━━ SELECTED PASSAGE ━━

The first quarter of 2018 has seen a spike in agency mergers and acquisitions globally, led by hungry consultancies. In the US alone, deals are up a remarkable 366% over the first quarter of 2017, led by major purchases like Meredith Xcelerated Marketing and LiquidHub by consultancies Accenture and CapGemini respectively.
But the latest R3 M&A League for March suggests activity in Asia has been more subdued. While deal value has gained 11% in Q1 over last year, the number of deals has dropped from 18 to 16.
Holding companies still lead APAC M&A with half of the total deals and about 40% of the total $400 million of the region’s deal value. But each of the big firms has only made one main purchase over the past three months, led by Hakuhodo’s deal for Square Communications and Dentsu’s investment in Data Artist.
“The big holding companies have faced several new challenges in Asia in the past two years,” said R3 Principal Greg Paull. “The rise of unconventional buyers in the marketing M&A space, combined with marketers increasingly working with local shops and bypassing agencies to work directly with media and tech vendors (particularly in China) has definitely caused a slow-down for the global giants.”
But Asia isn’t seeing the same growth from consultancies and other unconventional buyers like elsewhere either. These accounted for only three deals in Q1, making up about 22% of APAC total sales value in APAC, including Blackdot's deal for the creative and digital operations of pharma agency Healthy Thinking Group.
Other notable deals in Asia this quarter saw KKR-backed Emerald Media acquire Global Sports Commerce, Omnicom Health buy pharmaceutical communications firm Elsevier, and Publicis acquire content agency Frontside in New Zealand.

━━━

Which Asia deals does the agency mergers article above name? List each buyer with what it bought or invested in.

━━ ENTRIES SUPPLIED ━━

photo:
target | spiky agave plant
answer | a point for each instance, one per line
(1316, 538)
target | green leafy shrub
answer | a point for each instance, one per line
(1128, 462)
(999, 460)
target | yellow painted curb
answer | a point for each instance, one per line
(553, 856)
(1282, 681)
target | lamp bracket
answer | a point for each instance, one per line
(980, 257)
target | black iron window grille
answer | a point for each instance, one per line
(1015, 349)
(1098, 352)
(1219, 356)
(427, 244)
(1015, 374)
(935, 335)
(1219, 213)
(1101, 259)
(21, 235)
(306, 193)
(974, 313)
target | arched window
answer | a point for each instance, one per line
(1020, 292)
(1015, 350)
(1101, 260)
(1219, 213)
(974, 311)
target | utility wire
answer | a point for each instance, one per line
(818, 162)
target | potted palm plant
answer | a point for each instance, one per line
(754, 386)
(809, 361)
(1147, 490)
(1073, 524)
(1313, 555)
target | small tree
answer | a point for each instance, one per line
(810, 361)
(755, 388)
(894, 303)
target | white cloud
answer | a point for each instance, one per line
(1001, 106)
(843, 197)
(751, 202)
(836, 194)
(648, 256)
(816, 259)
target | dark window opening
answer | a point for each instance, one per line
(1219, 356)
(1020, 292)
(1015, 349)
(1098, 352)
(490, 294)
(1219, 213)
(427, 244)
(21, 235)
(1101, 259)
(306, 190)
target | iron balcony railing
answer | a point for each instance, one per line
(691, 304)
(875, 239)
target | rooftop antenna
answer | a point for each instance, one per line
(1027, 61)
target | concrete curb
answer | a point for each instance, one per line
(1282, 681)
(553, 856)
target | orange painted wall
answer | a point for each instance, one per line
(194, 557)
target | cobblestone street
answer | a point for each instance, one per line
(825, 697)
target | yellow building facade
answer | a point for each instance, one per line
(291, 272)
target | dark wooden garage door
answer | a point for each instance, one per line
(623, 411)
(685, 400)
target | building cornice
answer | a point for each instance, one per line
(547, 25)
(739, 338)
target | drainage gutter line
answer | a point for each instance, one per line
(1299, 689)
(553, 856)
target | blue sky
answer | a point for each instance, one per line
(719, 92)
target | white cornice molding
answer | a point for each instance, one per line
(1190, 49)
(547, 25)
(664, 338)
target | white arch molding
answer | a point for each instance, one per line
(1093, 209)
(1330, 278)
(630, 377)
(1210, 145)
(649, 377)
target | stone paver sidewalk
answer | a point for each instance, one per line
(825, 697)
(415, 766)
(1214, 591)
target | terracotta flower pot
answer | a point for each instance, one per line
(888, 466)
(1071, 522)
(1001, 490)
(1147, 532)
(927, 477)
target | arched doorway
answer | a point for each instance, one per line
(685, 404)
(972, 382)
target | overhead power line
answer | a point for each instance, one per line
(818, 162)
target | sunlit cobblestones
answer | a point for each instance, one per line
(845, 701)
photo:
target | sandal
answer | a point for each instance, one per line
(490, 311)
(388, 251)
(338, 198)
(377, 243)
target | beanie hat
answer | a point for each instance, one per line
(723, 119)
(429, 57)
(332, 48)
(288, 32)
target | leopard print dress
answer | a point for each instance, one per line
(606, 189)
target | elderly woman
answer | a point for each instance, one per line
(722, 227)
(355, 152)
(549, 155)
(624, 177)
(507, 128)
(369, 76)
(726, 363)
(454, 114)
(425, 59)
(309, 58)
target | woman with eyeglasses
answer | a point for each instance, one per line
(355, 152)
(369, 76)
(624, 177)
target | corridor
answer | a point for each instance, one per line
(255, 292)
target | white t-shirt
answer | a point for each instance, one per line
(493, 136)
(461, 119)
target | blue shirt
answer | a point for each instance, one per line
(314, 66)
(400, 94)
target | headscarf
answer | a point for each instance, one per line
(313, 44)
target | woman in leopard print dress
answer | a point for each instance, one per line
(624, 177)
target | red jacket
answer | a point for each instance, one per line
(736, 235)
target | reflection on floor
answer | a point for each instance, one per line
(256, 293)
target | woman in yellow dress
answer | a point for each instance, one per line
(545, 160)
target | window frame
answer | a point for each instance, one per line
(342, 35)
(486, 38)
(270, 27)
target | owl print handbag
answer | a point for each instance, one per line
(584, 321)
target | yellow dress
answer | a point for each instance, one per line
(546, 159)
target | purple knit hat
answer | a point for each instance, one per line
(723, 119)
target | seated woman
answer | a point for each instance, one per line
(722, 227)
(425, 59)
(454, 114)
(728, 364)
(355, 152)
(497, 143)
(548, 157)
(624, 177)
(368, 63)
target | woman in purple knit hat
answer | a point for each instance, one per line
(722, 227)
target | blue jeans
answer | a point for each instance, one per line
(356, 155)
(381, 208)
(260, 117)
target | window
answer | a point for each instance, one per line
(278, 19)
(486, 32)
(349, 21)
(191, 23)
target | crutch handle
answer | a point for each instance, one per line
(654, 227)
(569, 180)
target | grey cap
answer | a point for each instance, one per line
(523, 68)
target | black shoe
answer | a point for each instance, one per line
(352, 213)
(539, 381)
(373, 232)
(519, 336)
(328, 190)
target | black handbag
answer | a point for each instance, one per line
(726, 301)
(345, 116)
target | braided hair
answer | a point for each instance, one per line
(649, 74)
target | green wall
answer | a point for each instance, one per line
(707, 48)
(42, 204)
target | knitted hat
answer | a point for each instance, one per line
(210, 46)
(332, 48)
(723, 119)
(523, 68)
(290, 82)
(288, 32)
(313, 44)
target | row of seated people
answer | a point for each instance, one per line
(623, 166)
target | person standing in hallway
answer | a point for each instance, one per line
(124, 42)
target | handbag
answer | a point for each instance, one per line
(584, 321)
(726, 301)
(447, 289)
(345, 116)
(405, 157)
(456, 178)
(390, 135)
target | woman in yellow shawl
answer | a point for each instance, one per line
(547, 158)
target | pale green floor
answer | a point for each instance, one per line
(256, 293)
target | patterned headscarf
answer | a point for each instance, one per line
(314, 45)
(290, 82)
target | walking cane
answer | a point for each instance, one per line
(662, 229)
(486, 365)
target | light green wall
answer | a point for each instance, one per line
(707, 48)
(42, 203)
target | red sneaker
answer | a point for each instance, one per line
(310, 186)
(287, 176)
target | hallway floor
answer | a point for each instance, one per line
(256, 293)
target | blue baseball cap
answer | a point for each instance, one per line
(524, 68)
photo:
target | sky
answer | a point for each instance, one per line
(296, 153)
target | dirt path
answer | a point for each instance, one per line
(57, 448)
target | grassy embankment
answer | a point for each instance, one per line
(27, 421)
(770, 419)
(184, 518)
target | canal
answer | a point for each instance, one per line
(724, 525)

━━━

WRITTEN SOLUTION:
- Hakuhodo: Square Communications
- Dentsu: investment in Data Artist
- Blackdot: the creative and digital operations of pharma agency Healthy Thinking Group
- KKR-backed Emerald Media: Global Sports Commerce
- Omnicom Health: pharmaceutical communications firm Elsevier
- Publicis: content agency Frontside, in New Zealand